Provided text →
______________________________

Brain Signal Disruption for Pleasure and Pain in Fibromyalgia Patients

brain article
Hyperalgesia, or increased pain sensitivity, is higher in people with fibromyalgia, and research shows that disrupted brain signals for reward and punishment may be a contributing factor. 

The study results published in Arthritis & Rheumatism, a journal of the American College of Rheumatology, suggest that this altered brain processing might contribute to widespread pain and lack of response to opioid therapy in patients with fibromyalgia.


In a press release from Wiley, publisher of Arthritis & Rheumatism, lead author Dr. Marco Loggia from Massachusetts General Hospital and Harvard Medical School in Boston is quoted as saying, “In patients with fibromyalgia there is an alteration in the central nervous system pain processing and a poor response to topical pain treatments, trigger point injections and opioids. Our study examines the disruption of brain function involved in the individual experience of pain anticipation and pain relief.”

Fibromyalgia patients showed less brain activity in regions involved with sensory, affective, cognitive and pain regulating processes during pain anticipation and relief.  The study of 31 patients with fibromyalgia and 14 controls used fMRI, cuff pressure stimuli on the leg, and visual cues during the fMRI of impending pain onset (anticipation) and pain offset (relief anticipation).   In healthy controls, the center of the brain processing reward and punishment was activated during pain anticipation and stimulation and deactivated during anticipation of relief.  In fibromyalgia patients, the brain responses during pain, and anticipation of pain and relief, were significantly reduced or inhibited.

______________________________

Supplied entries →
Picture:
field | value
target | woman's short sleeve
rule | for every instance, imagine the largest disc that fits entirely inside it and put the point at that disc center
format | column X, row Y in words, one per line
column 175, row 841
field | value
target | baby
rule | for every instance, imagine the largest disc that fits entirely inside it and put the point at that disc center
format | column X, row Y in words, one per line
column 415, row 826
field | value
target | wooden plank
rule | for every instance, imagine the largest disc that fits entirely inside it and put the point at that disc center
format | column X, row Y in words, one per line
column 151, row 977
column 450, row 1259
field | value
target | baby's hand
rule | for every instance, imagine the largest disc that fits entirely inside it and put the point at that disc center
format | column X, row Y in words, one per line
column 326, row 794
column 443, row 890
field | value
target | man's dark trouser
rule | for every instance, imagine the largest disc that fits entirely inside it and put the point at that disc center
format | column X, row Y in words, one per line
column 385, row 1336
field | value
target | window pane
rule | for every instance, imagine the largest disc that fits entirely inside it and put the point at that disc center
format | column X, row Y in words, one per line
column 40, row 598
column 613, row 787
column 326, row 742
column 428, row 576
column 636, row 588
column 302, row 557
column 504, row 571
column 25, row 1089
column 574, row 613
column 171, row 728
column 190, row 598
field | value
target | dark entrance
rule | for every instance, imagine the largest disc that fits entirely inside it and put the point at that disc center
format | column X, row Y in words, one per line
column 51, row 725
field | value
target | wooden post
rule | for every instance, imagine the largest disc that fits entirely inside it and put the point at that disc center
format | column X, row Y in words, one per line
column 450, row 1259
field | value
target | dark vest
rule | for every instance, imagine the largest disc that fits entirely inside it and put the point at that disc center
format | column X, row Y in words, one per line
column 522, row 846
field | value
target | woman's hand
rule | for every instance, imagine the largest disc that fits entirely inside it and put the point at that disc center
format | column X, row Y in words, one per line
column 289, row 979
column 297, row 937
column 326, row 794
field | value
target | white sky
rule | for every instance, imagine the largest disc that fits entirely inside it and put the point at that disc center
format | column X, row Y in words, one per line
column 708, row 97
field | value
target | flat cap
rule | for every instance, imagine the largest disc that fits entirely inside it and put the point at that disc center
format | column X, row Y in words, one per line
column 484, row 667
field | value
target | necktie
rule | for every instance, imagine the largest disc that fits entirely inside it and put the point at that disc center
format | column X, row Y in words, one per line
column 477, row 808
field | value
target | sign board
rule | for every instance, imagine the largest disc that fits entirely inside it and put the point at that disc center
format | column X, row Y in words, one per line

______________________________

Questions to answer →
1 – How many patients with fibromyalgia took part in the study described in the fibromyalgia article?
2 – According to the fibromyalgia article, what might contribute to widespread pain and a lack of response to opioid therapy in fibromyalgia patients? Answer in one to three sentences.
3 – Resume the article on brain signals in fibromyalgia after its final sentence.

Task-by-task answers →
1 – Thirty-one patients with fibromyalgia took part, along with 14 controls.

2 – The study results suggest that altered brain processing of reward and punishment signals might contribute to these problems. In fibromyalgia patients, the brain responses during pain, and during anticipation of pain and relief, were significantly reduced or inhibited. In healthy controls, the brain's reward and punishment center was activated during pain anticipation and stimulation and deactivated during anticipation of relief.

3 –
Dr. Loggia concluded, “Our findings suggest that fibromyalgia patients exhibit altered brain responses to punishing and rewarding events, such as expectancy of pain and relief of pain. These observations may contribute to explain the heightened sensitivity to pain, as well as the lack of effectiveness of pain medications such as opioids, observed in these patients. Future studies should further investigate the neurochemical basis underlying these dysfunctions.”

This research was supported by the National Center for Complementary and Alternative Medicine (NCCAM), National Institutes of Health (NIH) grants (R01-AT004714, P01- AT002048, P01-AT006663, R01-AT005280; R01-AG034982, R21-AR057920).